%%
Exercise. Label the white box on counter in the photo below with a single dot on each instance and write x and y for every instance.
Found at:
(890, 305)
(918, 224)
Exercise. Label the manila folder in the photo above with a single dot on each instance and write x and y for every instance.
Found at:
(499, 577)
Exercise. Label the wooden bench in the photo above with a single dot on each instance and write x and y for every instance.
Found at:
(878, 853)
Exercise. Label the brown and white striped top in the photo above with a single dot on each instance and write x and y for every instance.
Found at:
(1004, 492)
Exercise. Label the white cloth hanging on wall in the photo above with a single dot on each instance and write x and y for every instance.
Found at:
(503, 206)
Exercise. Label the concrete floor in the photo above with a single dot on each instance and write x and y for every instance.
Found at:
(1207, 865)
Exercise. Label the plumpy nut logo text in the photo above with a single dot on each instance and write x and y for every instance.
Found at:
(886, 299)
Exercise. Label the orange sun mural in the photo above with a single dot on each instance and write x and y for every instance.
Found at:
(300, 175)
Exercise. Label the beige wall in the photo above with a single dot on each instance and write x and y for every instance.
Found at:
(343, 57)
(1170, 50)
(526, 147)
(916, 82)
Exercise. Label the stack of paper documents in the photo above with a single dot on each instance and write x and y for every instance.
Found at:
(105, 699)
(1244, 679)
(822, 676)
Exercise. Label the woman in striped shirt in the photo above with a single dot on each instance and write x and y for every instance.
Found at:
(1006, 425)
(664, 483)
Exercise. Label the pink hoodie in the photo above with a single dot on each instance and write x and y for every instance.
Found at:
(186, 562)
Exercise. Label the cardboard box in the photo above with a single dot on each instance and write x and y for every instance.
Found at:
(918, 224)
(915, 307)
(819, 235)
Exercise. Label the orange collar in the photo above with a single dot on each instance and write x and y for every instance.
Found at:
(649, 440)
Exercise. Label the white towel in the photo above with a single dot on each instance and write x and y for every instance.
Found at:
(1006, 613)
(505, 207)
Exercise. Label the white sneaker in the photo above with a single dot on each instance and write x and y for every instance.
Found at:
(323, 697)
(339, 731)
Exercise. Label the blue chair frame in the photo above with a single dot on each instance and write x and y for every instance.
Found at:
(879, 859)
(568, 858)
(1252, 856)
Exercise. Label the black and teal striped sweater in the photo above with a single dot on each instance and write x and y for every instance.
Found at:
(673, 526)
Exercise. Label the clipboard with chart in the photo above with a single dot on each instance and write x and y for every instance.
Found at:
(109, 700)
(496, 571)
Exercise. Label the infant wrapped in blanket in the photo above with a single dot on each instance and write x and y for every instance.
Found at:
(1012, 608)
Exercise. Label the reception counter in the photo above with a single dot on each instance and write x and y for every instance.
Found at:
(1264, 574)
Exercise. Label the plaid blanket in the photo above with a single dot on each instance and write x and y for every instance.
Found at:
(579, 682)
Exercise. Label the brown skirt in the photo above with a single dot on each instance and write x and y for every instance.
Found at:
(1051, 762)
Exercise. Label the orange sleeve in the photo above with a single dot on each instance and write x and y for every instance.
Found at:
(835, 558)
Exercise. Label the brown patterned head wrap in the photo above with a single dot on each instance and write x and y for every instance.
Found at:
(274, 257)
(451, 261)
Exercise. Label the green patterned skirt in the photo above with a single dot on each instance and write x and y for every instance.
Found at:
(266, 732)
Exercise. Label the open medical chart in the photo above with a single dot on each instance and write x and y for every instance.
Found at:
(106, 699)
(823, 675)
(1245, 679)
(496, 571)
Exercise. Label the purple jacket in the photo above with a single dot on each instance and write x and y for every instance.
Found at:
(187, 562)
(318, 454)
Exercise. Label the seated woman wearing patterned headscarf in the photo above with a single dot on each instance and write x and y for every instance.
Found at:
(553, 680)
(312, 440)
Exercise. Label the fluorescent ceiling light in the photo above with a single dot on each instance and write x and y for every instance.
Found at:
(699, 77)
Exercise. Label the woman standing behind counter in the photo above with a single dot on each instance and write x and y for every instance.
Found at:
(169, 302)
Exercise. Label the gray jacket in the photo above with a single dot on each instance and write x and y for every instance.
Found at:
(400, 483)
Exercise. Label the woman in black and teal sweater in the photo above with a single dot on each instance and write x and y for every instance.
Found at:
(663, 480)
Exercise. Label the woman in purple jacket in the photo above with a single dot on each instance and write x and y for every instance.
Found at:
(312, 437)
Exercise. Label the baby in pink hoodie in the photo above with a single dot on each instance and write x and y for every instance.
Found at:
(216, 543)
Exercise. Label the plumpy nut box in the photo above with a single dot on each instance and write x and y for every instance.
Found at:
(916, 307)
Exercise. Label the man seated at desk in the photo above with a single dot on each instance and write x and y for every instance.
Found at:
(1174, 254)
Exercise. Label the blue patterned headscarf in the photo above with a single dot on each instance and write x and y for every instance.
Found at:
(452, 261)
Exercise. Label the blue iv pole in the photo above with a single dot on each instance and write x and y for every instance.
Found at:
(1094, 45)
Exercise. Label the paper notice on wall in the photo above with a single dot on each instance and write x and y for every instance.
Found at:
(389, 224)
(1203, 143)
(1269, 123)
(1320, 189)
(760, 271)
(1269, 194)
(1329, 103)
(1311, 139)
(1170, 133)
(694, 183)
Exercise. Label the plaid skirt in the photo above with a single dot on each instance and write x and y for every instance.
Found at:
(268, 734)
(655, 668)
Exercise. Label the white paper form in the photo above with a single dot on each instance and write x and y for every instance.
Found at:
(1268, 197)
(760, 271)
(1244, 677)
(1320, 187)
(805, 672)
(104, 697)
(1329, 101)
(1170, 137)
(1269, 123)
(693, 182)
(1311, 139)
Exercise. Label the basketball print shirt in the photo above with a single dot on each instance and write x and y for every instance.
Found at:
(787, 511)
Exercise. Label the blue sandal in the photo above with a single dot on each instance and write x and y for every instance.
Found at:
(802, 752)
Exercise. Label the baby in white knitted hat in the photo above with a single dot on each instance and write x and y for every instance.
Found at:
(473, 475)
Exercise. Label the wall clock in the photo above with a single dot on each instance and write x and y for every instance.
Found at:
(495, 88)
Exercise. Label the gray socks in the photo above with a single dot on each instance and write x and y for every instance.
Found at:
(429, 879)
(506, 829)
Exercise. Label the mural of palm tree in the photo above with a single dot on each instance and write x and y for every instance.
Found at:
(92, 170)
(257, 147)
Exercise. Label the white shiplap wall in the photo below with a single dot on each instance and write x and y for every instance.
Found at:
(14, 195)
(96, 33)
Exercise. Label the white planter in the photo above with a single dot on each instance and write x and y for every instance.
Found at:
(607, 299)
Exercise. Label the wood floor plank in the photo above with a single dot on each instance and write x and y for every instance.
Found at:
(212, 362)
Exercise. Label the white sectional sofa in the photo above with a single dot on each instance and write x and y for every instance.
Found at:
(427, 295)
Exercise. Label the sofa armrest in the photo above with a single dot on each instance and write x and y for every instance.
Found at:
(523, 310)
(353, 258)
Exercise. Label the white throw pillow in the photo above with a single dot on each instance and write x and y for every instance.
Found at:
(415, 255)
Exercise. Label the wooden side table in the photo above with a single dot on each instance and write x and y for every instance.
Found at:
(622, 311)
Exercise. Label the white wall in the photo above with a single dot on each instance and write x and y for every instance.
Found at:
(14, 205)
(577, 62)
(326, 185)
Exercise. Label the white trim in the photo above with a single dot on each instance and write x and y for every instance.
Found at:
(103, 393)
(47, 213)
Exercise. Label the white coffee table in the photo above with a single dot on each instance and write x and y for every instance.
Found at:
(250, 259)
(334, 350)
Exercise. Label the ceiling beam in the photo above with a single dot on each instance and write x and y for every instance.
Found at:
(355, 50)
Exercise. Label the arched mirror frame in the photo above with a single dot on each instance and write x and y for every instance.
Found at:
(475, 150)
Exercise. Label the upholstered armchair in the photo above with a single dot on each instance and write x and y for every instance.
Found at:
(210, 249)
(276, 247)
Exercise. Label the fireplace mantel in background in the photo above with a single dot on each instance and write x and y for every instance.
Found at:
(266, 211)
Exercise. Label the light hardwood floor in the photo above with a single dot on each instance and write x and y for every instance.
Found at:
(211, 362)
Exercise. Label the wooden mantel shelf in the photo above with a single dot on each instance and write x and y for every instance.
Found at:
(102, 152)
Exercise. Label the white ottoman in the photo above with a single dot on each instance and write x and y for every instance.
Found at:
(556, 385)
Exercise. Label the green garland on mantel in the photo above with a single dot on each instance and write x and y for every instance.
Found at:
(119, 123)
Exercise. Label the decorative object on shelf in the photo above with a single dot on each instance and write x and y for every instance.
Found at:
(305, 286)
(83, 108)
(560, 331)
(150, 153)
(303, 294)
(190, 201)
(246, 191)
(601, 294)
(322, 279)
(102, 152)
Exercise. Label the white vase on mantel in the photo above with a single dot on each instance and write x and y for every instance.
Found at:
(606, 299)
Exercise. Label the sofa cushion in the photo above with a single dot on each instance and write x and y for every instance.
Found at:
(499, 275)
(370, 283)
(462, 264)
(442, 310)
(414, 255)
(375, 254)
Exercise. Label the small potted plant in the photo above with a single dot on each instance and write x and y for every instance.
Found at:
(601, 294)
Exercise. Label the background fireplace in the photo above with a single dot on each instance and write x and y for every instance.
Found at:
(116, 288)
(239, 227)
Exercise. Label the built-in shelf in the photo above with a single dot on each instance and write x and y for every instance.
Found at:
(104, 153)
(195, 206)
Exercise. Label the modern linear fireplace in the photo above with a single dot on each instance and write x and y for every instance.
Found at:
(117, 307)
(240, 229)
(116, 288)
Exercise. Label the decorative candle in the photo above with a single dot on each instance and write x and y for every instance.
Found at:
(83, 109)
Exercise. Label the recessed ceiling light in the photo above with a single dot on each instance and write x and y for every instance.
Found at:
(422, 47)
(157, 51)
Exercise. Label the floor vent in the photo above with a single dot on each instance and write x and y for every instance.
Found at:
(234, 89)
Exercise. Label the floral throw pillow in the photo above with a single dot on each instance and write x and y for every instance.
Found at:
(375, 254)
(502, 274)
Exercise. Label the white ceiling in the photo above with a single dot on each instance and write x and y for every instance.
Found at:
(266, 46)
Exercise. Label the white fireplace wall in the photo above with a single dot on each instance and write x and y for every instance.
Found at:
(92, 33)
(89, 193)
%%
» Your objective
In the data above, find each line where the string "floor" appears, then copy it.

» The answer
Exercise. Label the concrete floor in the photo above with a single dot on each instance and write x and y for every instance.
Exercise. Label the wood floor plank in the photo above with a single dot on each instance and write x and y for every instance.
Exercise. Label the light hardwood floor in the photo above with a single dot on each instance and write x and y for every instance.
Exercise. Label the floor vent in the photo above with a single dot on each instance and write x and y for every instance.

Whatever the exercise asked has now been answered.